### GIVEN EXERCISE
Reproduce, character for character, everything in the records below from the line containing "Where can the forest" down to the line containing "point(127, 67)", including both of those lines.

### RECORDS SUPPLIED
-- BEGIN --

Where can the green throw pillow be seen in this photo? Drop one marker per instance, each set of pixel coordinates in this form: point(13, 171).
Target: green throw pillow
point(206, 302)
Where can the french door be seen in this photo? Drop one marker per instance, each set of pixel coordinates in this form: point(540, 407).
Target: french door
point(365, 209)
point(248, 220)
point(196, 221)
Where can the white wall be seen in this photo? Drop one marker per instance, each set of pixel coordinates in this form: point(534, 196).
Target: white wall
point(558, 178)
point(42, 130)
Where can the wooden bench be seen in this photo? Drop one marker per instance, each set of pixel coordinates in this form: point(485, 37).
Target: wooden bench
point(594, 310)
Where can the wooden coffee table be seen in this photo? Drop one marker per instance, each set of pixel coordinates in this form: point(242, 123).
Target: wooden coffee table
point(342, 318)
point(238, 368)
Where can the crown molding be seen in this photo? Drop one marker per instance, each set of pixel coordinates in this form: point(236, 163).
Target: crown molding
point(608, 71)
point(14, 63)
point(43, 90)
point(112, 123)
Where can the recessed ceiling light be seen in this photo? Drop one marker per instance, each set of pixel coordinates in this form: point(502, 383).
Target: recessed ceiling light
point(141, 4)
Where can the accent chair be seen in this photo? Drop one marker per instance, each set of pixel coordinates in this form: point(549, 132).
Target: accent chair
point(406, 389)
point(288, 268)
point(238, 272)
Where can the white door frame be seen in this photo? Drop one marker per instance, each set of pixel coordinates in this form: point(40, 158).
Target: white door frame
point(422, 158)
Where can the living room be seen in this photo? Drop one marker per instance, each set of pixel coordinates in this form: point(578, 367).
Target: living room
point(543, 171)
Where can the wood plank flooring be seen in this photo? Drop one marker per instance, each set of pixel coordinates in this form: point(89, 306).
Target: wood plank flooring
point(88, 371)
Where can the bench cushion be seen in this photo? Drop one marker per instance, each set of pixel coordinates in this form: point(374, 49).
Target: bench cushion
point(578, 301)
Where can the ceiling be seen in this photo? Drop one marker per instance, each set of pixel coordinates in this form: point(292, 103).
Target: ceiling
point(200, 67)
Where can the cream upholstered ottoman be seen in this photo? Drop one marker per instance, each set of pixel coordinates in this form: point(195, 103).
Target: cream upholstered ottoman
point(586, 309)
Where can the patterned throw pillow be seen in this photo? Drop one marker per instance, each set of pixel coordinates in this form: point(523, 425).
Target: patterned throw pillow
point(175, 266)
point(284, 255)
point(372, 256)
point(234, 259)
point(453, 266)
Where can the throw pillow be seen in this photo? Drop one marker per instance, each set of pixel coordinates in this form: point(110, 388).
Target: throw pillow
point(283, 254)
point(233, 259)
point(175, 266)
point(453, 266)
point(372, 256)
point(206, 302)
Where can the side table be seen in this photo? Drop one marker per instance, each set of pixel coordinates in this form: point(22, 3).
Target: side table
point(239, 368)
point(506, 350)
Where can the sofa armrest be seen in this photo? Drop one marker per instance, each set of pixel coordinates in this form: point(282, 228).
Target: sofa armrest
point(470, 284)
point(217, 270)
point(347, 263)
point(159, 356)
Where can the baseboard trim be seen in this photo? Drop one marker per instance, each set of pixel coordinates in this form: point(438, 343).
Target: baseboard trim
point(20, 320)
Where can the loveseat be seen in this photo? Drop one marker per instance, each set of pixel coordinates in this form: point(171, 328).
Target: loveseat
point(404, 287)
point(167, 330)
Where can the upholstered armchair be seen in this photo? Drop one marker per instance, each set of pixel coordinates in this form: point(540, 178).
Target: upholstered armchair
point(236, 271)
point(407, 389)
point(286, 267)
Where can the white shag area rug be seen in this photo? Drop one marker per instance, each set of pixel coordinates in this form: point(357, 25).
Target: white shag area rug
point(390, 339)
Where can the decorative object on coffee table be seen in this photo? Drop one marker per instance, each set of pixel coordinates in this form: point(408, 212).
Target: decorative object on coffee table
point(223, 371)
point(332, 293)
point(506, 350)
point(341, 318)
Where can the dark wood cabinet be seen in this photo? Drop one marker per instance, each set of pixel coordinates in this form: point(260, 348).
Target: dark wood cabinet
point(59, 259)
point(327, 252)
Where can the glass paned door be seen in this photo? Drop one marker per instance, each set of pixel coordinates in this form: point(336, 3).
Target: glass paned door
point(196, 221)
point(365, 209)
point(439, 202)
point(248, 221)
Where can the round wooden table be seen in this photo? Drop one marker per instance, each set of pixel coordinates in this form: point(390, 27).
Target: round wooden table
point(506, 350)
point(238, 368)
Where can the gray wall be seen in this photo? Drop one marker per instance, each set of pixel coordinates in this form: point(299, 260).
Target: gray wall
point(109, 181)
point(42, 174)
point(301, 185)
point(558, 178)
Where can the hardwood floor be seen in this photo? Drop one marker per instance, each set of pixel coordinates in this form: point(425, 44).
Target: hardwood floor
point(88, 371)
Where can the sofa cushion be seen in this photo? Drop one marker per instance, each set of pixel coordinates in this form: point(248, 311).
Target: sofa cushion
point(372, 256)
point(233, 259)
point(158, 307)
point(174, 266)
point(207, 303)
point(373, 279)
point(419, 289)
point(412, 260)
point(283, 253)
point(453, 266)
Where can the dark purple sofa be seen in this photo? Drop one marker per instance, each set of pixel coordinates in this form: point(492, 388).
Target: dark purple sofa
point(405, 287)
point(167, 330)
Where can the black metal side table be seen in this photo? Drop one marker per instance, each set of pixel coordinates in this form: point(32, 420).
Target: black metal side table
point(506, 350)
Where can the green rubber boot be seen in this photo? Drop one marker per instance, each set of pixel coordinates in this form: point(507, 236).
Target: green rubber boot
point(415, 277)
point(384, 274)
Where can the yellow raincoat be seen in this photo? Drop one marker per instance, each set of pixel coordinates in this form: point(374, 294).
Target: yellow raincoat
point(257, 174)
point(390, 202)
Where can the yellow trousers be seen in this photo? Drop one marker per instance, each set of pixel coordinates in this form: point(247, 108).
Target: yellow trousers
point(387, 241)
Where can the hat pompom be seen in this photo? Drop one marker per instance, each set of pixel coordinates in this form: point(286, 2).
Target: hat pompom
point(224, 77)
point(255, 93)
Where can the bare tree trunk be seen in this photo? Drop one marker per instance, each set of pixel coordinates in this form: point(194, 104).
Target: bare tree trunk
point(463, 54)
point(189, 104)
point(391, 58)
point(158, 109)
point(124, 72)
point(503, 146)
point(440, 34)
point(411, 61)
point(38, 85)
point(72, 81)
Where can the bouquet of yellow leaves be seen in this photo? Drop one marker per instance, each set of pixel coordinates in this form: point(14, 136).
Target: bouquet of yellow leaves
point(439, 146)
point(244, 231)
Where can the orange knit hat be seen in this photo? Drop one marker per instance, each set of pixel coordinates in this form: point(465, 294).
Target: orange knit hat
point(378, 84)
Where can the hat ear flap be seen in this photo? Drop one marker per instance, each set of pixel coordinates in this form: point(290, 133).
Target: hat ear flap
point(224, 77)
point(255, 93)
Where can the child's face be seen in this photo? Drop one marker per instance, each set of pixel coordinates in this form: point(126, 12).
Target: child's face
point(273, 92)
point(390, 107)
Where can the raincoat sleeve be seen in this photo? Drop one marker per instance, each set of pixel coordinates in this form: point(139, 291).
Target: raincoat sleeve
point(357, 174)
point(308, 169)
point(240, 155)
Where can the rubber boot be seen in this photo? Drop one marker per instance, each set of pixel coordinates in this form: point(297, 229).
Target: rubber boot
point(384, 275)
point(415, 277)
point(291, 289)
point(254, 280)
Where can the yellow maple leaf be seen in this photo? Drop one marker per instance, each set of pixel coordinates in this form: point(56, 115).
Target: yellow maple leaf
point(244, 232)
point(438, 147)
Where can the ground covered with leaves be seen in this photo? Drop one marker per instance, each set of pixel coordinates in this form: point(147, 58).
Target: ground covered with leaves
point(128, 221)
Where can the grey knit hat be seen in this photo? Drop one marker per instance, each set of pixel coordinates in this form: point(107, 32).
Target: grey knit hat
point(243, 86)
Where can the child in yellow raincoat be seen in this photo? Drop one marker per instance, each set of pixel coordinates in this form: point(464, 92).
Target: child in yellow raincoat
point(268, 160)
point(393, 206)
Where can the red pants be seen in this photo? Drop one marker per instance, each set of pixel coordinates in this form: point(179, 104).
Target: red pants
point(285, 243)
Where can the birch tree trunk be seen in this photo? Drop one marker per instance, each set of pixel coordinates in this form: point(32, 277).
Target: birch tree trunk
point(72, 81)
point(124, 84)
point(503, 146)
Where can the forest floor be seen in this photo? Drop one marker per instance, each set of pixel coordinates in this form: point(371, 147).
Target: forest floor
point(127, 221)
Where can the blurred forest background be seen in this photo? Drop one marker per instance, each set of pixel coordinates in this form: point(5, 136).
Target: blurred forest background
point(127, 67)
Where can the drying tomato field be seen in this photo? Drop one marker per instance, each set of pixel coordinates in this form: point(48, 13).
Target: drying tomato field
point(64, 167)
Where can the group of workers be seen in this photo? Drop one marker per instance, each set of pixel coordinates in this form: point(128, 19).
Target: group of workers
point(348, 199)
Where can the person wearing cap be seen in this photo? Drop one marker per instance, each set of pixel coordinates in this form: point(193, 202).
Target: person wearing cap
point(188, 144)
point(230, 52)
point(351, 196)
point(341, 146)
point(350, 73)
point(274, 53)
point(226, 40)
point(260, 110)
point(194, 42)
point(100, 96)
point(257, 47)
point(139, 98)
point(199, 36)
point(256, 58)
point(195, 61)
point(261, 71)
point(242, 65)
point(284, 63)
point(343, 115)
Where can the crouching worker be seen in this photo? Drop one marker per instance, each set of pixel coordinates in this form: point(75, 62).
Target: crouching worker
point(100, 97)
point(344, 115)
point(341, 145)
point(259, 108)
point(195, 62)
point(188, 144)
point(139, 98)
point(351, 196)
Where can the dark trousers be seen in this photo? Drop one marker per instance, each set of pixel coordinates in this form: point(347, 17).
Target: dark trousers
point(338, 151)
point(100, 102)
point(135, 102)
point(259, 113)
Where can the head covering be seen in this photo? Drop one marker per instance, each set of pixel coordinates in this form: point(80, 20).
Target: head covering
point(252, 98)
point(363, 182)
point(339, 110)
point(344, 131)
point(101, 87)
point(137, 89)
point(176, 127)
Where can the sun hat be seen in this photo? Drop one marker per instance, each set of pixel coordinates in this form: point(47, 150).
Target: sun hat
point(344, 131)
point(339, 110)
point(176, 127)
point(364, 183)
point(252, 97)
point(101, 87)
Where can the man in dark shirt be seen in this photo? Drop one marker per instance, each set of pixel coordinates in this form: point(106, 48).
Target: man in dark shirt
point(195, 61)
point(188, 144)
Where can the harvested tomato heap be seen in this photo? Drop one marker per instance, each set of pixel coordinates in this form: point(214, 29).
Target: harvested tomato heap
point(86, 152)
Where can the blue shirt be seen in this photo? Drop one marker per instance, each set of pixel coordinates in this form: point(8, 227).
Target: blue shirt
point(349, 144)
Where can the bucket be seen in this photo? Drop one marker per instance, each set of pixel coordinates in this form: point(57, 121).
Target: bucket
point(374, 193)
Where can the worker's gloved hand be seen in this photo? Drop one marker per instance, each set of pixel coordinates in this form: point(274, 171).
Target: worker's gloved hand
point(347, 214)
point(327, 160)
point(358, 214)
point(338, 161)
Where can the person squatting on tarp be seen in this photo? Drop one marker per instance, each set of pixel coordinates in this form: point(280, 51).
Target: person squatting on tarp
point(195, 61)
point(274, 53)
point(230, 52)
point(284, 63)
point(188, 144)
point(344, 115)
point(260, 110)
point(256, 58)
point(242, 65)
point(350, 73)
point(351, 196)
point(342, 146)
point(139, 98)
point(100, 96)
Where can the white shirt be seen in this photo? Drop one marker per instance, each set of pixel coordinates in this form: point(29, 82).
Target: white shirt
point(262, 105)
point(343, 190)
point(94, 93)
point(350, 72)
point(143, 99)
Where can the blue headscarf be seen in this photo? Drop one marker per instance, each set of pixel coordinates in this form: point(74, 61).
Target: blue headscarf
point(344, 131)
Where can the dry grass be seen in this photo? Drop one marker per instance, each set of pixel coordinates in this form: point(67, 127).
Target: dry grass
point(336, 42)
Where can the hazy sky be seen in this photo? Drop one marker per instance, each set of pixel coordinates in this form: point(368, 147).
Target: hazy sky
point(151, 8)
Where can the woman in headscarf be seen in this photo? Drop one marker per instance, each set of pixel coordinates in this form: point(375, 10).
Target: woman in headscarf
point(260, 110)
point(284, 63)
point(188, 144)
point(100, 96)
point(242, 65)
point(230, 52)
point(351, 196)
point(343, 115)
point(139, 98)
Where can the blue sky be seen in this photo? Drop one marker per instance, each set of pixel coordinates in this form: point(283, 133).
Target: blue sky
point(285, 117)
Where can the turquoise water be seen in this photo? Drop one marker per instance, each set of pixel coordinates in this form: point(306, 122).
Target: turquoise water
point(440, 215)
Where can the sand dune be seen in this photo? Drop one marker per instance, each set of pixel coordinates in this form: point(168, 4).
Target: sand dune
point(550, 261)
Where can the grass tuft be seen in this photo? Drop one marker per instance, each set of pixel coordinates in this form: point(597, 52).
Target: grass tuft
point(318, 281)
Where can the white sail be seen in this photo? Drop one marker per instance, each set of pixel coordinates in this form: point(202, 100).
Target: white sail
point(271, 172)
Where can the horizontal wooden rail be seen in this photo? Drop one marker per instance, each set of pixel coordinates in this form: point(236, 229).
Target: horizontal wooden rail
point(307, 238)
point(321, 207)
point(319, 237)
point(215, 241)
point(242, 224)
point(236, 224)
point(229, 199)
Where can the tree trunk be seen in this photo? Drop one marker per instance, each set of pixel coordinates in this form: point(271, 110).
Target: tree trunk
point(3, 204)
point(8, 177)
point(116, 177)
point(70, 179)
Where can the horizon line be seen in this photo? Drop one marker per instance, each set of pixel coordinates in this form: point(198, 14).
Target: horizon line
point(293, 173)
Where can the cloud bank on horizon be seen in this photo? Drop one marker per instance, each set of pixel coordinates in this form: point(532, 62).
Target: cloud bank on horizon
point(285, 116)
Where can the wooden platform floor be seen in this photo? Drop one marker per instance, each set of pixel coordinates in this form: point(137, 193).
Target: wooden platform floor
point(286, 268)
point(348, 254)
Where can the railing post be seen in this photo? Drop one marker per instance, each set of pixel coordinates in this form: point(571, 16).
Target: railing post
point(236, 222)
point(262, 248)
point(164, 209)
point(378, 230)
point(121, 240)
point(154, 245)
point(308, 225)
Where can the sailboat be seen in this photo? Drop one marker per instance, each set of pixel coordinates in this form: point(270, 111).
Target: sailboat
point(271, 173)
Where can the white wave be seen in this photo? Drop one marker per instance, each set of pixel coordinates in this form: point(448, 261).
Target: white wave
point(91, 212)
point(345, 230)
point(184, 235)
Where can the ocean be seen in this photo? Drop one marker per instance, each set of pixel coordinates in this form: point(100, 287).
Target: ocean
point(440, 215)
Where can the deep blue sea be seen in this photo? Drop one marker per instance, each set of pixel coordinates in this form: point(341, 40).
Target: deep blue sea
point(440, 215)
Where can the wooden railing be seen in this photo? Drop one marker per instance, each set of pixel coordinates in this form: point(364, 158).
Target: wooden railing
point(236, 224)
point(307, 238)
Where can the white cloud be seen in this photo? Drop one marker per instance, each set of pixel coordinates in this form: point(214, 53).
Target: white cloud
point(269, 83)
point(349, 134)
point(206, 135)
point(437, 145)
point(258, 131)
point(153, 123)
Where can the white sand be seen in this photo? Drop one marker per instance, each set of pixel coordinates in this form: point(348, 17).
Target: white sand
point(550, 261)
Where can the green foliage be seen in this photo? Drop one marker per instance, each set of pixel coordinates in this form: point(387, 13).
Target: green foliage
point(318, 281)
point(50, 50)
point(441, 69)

-- END --

### OUTPUT FOR THIS EXERCISE
Where can the forest floor be seen in this photo? Drop one marker per instance, each set of pixel coordinates in this form: point(371, 147).
Target: forest floor
point(127, 221)
Where can the blurred forest background be seen in this photo? Drop one marker per instance, each set of pixel coordinates in this form: point(5, 136).
Target: blurred forest background
point(127, 67)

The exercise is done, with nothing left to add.